** BEGIN RECORDS FOR THIS TASK **

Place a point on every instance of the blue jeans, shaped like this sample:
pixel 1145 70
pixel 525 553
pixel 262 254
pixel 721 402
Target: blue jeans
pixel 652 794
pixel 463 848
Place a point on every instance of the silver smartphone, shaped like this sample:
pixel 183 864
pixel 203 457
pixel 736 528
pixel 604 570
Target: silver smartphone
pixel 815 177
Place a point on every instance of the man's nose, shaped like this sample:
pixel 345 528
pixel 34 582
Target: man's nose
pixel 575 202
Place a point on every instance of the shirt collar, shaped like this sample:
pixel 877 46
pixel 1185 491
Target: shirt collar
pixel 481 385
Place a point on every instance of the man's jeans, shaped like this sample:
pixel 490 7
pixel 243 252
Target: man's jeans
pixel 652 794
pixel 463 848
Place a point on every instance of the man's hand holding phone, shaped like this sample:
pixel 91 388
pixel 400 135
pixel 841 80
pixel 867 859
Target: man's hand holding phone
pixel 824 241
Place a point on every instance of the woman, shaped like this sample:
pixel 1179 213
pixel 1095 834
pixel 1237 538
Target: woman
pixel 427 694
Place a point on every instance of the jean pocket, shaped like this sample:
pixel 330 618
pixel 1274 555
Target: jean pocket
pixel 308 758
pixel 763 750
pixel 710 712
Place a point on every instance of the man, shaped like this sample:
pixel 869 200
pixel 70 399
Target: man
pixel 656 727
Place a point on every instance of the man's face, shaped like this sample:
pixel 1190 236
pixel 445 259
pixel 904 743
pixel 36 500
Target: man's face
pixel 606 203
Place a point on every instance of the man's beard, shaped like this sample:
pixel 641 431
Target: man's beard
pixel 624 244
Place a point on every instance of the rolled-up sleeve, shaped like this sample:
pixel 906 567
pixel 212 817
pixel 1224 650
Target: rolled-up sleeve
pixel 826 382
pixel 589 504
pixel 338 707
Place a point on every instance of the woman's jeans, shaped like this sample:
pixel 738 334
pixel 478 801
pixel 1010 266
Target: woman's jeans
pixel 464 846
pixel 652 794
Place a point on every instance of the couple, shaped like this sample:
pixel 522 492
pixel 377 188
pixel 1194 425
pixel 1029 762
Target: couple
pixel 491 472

** END RECORDS FOR THIS TASK **
** BEGIN RECORDS FOR THIS TASK **

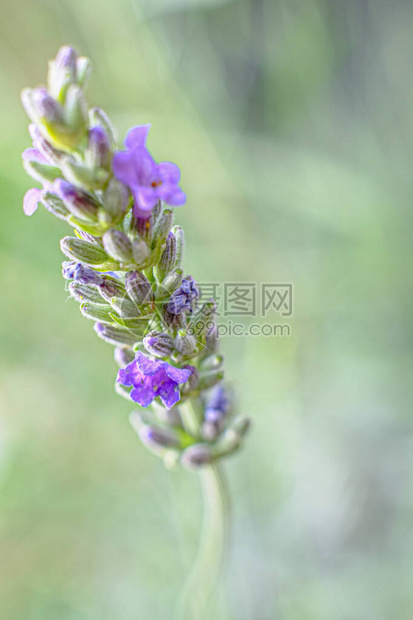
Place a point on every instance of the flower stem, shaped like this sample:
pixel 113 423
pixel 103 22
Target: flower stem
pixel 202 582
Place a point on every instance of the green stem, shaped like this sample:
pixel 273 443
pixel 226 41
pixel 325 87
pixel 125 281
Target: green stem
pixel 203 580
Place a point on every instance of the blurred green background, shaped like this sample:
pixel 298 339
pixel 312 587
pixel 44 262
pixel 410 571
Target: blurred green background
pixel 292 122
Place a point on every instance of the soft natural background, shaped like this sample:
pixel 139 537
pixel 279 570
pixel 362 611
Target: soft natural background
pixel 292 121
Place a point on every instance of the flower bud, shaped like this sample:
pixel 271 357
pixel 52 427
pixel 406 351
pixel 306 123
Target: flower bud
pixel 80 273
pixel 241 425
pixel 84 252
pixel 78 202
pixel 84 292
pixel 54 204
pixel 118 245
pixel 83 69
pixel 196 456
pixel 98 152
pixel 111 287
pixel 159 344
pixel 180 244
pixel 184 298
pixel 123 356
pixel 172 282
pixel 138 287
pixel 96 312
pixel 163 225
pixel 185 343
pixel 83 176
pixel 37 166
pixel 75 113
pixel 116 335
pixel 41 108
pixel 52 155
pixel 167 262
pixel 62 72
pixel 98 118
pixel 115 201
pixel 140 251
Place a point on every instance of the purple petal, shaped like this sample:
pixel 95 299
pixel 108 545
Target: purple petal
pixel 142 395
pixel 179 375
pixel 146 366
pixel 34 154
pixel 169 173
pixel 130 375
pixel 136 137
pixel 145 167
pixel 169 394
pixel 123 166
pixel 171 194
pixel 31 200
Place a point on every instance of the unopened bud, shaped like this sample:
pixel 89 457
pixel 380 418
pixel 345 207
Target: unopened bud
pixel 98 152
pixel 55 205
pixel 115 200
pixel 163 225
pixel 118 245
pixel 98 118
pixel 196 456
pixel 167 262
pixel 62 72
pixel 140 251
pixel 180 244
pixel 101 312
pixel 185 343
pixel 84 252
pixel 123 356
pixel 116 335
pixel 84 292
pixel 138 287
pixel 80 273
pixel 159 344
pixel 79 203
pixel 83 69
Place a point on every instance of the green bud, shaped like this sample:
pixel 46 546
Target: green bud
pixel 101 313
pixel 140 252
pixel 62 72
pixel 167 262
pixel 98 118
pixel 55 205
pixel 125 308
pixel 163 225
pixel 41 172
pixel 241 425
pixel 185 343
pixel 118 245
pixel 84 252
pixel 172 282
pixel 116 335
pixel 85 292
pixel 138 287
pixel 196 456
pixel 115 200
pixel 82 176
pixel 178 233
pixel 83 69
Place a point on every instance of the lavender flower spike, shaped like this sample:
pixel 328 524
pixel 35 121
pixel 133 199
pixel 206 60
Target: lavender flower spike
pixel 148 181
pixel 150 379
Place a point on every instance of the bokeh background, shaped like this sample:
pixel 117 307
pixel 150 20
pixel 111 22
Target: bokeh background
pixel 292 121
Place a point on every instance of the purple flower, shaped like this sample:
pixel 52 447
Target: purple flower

** END RECORDS FOR THIS TASK **
** BEGIN RECORDS FOR THIS TASK **

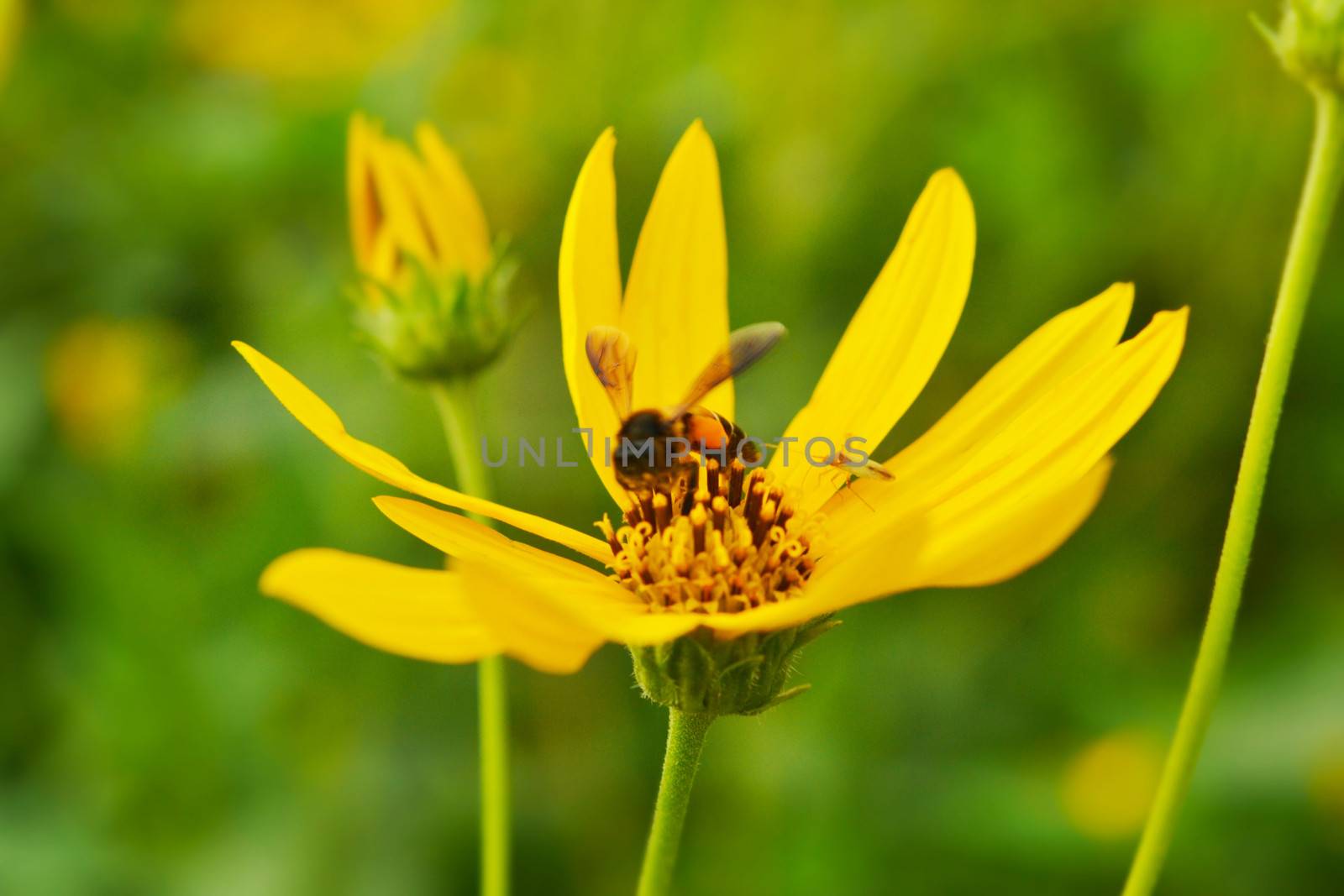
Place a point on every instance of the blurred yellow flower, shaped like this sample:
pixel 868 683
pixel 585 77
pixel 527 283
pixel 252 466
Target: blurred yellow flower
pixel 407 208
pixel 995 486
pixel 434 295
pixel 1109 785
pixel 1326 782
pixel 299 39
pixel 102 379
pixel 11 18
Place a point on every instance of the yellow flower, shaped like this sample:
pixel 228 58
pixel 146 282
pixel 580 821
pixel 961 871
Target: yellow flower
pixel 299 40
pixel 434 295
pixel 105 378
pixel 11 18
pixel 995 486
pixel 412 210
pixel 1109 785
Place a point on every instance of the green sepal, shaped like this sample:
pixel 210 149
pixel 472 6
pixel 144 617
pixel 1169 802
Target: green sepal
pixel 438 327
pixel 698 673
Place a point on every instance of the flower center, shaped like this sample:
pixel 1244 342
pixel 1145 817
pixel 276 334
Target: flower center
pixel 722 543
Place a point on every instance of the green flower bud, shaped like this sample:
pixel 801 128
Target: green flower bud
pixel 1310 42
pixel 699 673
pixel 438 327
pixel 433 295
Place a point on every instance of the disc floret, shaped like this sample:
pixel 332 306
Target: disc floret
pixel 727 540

** END RECORDS FOR THIS TASK **

DIRECTION: Extract every line of the material above that contains the word "soft".

ANSWER:
Place a point on every instance of the soft natural background, shaped like this sample:
Target: soft natural background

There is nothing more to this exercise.